--- Begin Records ---
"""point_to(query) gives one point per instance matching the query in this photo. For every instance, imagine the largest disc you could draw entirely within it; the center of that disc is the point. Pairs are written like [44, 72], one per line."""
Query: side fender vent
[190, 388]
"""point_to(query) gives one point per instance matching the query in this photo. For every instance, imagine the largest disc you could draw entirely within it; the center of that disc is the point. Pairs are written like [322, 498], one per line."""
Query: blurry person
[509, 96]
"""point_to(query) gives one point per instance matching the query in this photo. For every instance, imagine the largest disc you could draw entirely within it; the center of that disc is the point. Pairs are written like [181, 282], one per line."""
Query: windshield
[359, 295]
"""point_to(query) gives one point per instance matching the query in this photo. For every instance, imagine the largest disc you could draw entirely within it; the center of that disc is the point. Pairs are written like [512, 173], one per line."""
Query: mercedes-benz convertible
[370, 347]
--- End Records ---
--- Begin Records ---
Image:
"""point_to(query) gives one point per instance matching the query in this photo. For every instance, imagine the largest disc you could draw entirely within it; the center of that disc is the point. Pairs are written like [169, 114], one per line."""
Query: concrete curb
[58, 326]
--- End Records ---
» **What you have to do**: Pick out each line in the material above that contains the word "draw".

» **Completed task**:
"""point_to(query) gives one point per instance matching the query in this photo. For every instance, imagine the largest disc you could draw entirely within it; the center of that disc is the point. Pairs are written like [44, 72], one per line."""
"""point_to(query) gives one point per instance matching the query in this photo. For every instance, imagine the largest disc you could draw entirely within it; the center of that disc is the point. Pairs are written like [322, 498], one per line."""
"""point_to(query) gives one point per instance matching the query in this photo. For every instance, imagine the largest disc you could draw entirely within it; the center of that disc is the point. Pairs are written like [181, 282], one per line."""
"""point_to(query) gives one point per instance matching the query in this photo. For every instance, imagine the largest disc you could draw entirely within it; the center of that disc is the point. Pairs are written like [512, 173], one per line."""
"""point_to(query) gives one point per instance matching the query in this photo. For every instance, imagine the largest disc you could draw entirely within it; the center of that disc is the point. Pairs are written like [169, 114], one per line."""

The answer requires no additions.